§ **Exercise requirements**:
a) Echo a passage from the interview on midlife career change word for word. Begin at the words "Q. And expensive." and stop after the words "renewal and education.".
b) Answer these questions using the interview on midlife career change:
(i) Which committee did the interviewee give testimony to last summer?
(ii) According to the economist's article, what ages make up the working-age population?
(iii) In the Time article, what did the pediatric nurse become, and how much did it cost her?
c) Go on with the interview on midlife career change, picking up after its final sentence.

§ **Selected excerpt**:
Q. Outliving your usefulness at age 60? It's absurd, really.
A. It is absurd. Last summer I gave testimony to the Senate Finance Committee. I'd just read an article by an economist saying the working-age population was defined as ages 15 to 59, and I'm looking around this panel of senators, and I realize there wasn't a single one of them that qualified as being working age. Everywhere you look you see these contradictions and oxymorons.
Q. Speaking of which: What do you mean when you say the midlife crisis might be more of a chasm than a crisis?
A. We have a dramatic sense in this country of the midlife crisis — that it means a reckless affair, a red sports car, a dramatic life upheaval — but the much more prevalent problem is that people are hitting their middle years realizing the work they've been doing has run its course and they're ready for something new. But getting from "what's left" to "what's next" is a daunting prospect, with very little help available. And I think many people feel that they're stuck between clinging to the familiar even if it's lost its appeal, or entering the abyss, which can be a terrifying prospect.
Q. And expensive.
A. Yes. The cost of transitioning to a new period of life — which might mean getting additional education, doing an internship, taking a sabbatical — is significant. There was an article in Time recently about baby boomers going to divinity school, and it had the story of a pediatric nurse who became an Episcopal priest — it cost her $100,000; she had to sell her house and her car to do it. There's a need to do a better job helping people save for this transition. The idea of having this big balloon payment of leisure at the end of life and trying to save for that is going to make sense for some people, but a lot of us would rather take at least half of that and distribute it across the life course so we have more opportunity for renewal and education.

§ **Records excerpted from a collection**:
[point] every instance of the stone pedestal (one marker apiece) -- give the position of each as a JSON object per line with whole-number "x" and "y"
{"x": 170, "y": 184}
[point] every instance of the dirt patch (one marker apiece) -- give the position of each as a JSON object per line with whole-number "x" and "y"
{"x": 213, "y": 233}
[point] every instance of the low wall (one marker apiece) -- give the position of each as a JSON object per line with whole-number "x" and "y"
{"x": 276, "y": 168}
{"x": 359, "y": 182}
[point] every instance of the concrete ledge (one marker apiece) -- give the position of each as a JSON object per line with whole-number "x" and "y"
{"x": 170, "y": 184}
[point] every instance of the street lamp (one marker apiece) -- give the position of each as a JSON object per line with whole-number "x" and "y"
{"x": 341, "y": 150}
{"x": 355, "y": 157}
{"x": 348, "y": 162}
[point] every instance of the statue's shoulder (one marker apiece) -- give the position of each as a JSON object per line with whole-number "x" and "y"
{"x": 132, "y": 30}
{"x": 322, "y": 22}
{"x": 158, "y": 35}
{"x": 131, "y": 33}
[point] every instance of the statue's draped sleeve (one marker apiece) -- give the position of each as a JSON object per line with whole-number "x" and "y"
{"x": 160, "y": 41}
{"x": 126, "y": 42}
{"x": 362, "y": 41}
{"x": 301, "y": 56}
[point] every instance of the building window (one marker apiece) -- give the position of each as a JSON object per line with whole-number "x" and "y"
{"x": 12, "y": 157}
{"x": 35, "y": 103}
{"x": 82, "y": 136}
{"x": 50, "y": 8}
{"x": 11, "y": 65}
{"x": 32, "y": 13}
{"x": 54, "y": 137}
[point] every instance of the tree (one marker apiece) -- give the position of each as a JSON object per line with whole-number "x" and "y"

§ **Replies**:
a)
Q. And expensive.
A. Yes. The cost of transitioning to a new period of life — which might mean getting additional education, doing an internship, taking a sabbatical — is significant. There was an article in Time recently about baby boomers going to divinity school, and it had the story of a pediatric nurse who became an Episcopal priest — it cost her $100,000; she had to sell her house and her car to do it. There's a need to do a better job helping people save for this transition. The idea of having this big balloon payment of leisure at the end of life and trying to save for that is going to make sense for some people, but a lot of us would rather take at least half of that and distribute it across the life course so we have more opportunity for renewal and education.

b)
(i) The Senate Finance Committee.
(ii) Ages 15 to 59.
(iii) She became an Episcopal priest, and it cost her $100,000.

c)
Q. Explain what you mean by "posterity deficit."
A. Mary Catherine Bateson has this great line: "We're living longer and thinking shorter." As a society, we've become increasingly preoccupied with short-term profits, short-term benefits, short-term thinking. And now we're beginning to see the consequences. There was a wave of boomer commencement addresses a couple of years ago, in which the essential message was: "We're sorry. We're sorry that we're going to be the first generation to leave the world worse off than we found it." And the sequestering of older Americans is part of that problem. When you send people off to live in age-segregated villages to live a second childhood, you're essentially squandering what Erik Erikson called "generativity" — the natural impulse people have in late life to give back to future generations. When Erikson was close to death, he said the great sadness he felt was that we had lost a sense of future-mindedness as a country.